Point-per-instance localization data:
--- START ---
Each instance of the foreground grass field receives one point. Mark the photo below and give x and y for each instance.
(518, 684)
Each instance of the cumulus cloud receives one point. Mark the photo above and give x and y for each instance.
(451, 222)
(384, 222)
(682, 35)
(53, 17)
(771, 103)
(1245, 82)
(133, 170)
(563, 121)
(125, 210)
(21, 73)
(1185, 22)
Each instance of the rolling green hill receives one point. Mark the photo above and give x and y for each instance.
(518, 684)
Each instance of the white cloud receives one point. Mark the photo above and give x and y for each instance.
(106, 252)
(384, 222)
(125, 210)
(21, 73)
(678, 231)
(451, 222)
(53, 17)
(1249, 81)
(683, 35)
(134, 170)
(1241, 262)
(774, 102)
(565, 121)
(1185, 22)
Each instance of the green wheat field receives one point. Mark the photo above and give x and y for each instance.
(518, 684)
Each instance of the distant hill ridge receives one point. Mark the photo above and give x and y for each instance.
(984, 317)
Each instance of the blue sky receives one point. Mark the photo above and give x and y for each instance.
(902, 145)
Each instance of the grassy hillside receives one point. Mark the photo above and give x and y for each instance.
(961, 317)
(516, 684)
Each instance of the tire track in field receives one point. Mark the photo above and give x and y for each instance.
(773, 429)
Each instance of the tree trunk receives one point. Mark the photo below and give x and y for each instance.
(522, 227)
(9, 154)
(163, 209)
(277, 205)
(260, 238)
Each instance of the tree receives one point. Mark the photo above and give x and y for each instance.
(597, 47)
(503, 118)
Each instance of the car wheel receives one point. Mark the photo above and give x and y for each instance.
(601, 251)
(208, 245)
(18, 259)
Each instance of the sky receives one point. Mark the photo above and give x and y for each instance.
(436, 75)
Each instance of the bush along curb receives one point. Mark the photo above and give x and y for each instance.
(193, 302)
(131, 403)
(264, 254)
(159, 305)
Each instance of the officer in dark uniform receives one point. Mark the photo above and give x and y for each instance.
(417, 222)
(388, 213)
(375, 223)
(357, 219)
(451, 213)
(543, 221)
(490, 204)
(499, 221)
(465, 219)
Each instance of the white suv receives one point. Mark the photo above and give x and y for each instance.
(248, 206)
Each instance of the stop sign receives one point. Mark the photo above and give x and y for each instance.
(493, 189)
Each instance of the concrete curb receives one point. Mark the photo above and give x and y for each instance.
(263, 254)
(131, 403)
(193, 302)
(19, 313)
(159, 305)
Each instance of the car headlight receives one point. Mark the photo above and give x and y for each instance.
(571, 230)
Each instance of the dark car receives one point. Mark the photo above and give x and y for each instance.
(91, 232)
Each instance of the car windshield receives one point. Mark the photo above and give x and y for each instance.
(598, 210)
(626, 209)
--- END ---
Each entry above is to be set down again in exactly the same words.

Each instance of the foreground grass field receives one point. Mark the photo below and give x and y for each instance.
(518, 684)
Each instance of the cumulus cloud receives one point. Mark the photo above and give x and y for each instance.
(451, 222)
(384, 222)
(682, 35)
(53, 17)
(771, 103)
(1245, 82)
(133, 170)
(563, 121)
(125, 210)
(21, 73)
(1185, 22)
Each instance of the rolling green hill receives one point. Mark the photo above and give x and y for each instance.
(518, 684)
Each instance of the white cloud receives one point. Mark the photo above and give x and y for each instance.
(106, 252)
(384, 222)
(125, 210)
(21, 73)
(678, 231)
(451, 222)
(53, 17)
(1249, 81)
(683, 35)
(134, 170)
(1241, 262)
(774, 102)
(565, 121)
(1185, 22)
Each instance of the green wheat field receives one point. Mark the photo above and give x and y for each instance.
(518, 684)
Each instance of the distant hill ridge receives one point. Mark the photo above and give x and y for each instance.
(984, 317)
Each instance of the blue sky receives one point. Mark the photo above and give x and y for each instance.
(902, 145)
Each instance of the grassy hillside receives one point. Mark the photo above and give x and y for each instance.
(961, 317)
(516, 684)
Each instance of the tire track in field receives one point. Mark the photo above and give x and y for each instance.
(773, 429)
Each instance of the tree trunk receives one point. Mark the photo below and give x and y for each instance.
(522, 227)
(9, 154)
(163, 209)
(277, 205)
(260, 238)
Each instance of the tree receives one point. Mark the photo above and give x and y for each instance.
(597, 47)
(503, 118)
Each instance of the car wheel receives one point. Mark the photo above and give x and y for each instance.
(601, 251)
(208, 245)
(18, 259)
Each instance of the sky receives one point. Mark the photo above and give x and y for each instance.
(436, 75)
Each instance of the bush along curb receives one point. Mark the photo above and give x and y for each instance.
(193, 302)
(131, 403)
(264, 254)
(159, 305)
Each instance of the officer in dark uniform receives one point. Mark the photo above and give x and y for each instance.
(417, 222)
(388, 213)
(375, 223)
(357, 219)
(451, 213)
(543, 221)
(490, 204)
(499, 221)
(465, 219)
Each instance of the white suv receives one point. Mark the photo above and give x and y for each instance.
(248, 206)
Each instance of the stop sign receives one point. Mark the photo above and give x and y for each instance.
(493, 189)
Each instance of the concrete curb receives one point. Mark the photo above and give x and y for each instance.
(263, 254)
(131, 403)
(193, 302)
(19, 313)
(159, 305)
Each instance of the car headlight receives one point. Mark the photo above and give x and y for each instance.
(571, 230)
Each instance of the dark car receives one point. Mark the photo above and give x and y for each instance.
(91, 232)
Each instance of the car windshield receives one point. Mark the photo above and give x and y for each instance.
(598, 210)
(626, 209)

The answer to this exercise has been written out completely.